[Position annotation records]

* * * * * * *

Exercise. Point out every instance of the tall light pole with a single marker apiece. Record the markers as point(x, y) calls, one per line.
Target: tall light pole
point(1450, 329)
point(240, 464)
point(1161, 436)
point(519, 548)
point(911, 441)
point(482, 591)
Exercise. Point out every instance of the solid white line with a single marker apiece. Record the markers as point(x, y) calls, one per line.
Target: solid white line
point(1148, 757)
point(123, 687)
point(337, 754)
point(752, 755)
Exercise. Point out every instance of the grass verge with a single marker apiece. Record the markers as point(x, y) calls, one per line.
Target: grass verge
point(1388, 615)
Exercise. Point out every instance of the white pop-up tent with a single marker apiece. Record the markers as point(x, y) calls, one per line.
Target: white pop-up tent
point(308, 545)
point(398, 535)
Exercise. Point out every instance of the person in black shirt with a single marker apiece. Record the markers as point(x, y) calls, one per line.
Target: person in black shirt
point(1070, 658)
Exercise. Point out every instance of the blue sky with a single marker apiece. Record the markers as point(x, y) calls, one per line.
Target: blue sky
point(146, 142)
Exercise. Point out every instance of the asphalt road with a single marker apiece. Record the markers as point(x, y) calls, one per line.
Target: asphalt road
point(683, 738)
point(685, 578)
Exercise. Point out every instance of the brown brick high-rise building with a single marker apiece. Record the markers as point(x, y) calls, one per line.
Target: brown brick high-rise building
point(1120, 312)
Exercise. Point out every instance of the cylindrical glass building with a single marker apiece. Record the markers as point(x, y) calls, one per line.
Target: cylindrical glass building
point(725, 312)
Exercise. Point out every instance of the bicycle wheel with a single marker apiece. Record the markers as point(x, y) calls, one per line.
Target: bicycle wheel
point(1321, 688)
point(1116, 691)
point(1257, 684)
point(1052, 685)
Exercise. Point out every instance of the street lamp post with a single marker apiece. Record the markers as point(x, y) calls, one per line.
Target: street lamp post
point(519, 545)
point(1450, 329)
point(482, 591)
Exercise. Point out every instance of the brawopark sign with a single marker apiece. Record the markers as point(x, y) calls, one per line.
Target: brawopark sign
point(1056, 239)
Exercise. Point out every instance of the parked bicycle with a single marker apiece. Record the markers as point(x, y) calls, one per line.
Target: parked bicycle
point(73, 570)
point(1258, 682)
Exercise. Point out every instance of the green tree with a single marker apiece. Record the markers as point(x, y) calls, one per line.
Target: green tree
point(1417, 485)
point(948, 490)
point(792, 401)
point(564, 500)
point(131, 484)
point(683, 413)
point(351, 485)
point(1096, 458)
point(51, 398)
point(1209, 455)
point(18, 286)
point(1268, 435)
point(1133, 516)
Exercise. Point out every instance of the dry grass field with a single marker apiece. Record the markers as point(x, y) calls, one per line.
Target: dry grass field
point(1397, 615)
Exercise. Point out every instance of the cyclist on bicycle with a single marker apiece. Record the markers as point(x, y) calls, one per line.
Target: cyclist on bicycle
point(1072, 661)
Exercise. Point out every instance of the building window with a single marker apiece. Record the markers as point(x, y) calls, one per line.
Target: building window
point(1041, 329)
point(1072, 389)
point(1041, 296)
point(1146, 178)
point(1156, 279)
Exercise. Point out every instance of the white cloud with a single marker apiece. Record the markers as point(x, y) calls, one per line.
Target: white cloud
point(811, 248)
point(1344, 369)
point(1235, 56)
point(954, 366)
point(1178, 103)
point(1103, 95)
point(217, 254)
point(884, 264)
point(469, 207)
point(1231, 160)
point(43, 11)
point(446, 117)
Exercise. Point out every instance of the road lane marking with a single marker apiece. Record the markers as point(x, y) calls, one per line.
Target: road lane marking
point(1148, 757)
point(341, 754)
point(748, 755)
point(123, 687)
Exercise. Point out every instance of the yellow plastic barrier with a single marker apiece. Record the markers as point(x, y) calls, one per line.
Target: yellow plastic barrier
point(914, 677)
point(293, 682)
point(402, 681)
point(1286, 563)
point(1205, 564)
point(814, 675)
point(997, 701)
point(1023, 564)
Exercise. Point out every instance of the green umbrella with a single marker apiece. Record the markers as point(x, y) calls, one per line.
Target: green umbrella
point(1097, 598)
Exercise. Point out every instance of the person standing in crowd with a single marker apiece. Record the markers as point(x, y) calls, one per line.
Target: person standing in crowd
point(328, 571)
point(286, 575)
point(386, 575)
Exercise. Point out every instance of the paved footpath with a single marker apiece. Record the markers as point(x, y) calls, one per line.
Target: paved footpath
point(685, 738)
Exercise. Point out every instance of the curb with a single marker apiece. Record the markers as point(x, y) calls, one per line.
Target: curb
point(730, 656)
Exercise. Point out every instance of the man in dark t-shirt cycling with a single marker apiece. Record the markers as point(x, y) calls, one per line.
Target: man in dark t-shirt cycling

* * * * * * *

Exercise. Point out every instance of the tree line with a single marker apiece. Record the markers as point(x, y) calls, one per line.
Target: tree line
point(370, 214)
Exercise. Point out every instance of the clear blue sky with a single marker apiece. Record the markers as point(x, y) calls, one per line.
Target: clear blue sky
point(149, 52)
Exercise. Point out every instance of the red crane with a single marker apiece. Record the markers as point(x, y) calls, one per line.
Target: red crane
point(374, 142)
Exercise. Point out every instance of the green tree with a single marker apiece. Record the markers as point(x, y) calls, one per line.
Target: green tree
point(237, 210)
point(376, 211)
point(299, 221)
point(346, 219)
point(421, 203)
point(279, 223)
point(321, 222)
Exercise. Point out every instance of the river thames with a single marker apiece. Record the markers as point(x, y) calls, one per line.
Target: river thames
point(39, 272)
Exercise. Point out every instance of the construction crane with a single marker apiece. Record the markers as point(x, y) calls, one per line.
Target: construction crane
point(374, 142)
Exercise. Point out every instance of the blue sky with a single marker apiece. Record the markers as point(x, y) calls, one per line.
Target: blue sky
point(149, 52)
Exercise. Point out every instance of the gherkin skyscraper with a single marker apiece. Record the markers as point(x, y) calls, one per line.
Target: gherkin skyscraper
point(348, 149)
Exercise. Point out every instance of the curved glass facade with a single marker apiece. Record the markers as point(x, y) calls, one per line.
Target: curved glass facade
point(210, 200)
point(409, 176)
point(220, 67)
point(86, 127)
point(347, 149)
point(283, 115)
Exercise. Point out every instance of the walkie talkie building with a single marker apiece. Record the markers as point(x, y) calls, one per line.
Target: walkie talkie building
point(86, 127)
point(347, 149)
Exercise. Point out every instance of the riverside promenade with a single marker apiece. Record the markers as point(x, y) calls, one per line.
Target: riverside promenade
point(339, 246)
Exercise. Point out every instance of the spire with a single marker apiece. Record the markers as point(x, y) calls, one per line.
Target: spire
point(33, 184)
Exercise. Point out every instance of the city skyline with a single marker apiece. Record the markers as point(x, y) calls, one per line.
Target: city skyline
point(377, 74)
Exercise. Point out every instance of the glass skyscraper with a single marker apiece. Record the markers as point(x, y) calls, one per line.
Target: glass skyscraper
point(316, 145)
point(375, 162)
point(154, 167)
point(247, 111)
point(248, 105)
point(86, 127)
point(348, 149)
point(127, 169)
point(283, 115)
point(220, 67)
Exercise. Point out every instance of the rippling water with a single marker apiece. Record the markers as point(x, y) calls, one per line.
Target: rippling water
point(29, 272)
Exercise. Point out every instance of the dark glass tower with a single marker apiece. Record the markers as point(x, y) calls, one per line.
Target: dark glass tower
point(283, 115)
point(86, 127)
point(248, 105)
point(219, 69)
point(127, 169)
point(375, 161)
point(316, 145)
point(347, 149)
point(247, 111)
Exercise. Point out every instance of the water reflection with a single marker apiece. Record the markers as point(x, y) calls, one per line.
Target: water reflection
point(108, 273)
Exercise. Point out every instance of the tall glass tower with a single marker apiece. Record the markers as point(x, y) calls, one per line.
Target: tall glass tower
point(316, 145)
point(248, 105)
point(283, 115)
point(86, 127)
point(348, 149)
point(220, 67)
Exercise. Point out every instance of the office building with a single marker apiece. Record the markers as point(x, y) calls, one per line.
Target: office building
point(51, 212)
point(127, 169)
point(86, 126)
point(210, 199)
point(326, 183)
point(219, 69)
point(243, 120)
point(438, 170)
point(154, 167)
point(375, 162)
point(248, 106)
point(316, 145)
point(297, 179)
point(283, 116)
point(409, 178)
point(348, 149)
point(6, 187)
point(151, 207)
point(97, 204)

* * * * * * *

Copy out, without any change, all the lines from the one containing "Exercise. Point out every instance of the tall light" down to the one containing "point(1052, 685)", with both of those lines included.

ANSWER TO THE TASK ::
Exercise. Point out every instance of the tall light pole with a single marker apiece. Record the markers as point(x, y) calls, one per line.
Target: tall light pole
point(1450, 329)
point(240, 464)
point(1161, 436)
point(519, 548)
point(911, 441)
point(482, 591)
Exercise. Point out every instance of the solid white line with a single marker apiece. Record the markers as point(x, y) calls, one per line.
Target: solid white line
point(1148, 757)
point(123, 687)
point(337, 754)
point(752, 755)
Exercise. Point out every instance of the grass verge with a single marker apiece. Record the markers as point(x, y) calls, one per line.
Target: grass verge
point(1388, 615)
Exercise. Point out every instance of the white pop-up tent with a single marker apiece. Record the markers as point(x, y) calls, one per line.
Target: white pop-up tent
point(308, 545)
point(398, 535)
Exercise. Point out every instance of the person in black shirt with a single marker apiece. Record the markers as point(x, y) calls, one per line.
Target: person in black shirt
point(1070, 658)
Exercise. Point out every instance of the blue sky with a single marker apiece. Record the markers as point(x, y) calls, one per line.
Target: blue sky
point(146, 142)
Exercise. Point out every instance of the asphalt road with a single marker apiece. Record the markers as point(x, y) calls, one per line.
Target: asphalt road
point(683, 738)
point(685, 578)
Exercise. Point out every instance of the brown brick high-rise building with a single marker apiece. Record the markers as point(x, y) calls, one per line.
Target: brown brick high-rise building
point(1120, 312)
Exercise. Point out every instance of the cylindrical glass building with a single marker apiece. Record the markers as point(x, y) calls, one per line.
Target: cylindrical glass building
point(725, 312)
Exercise. Point out every instance of the bicycle wheel with a single marker apiece. Record the markers as point(x, y) calls, one per line.
Target: bicycle wheel
point(1321, 688)
point(1116, 691)
point(1257, 684)
point(1052, 685)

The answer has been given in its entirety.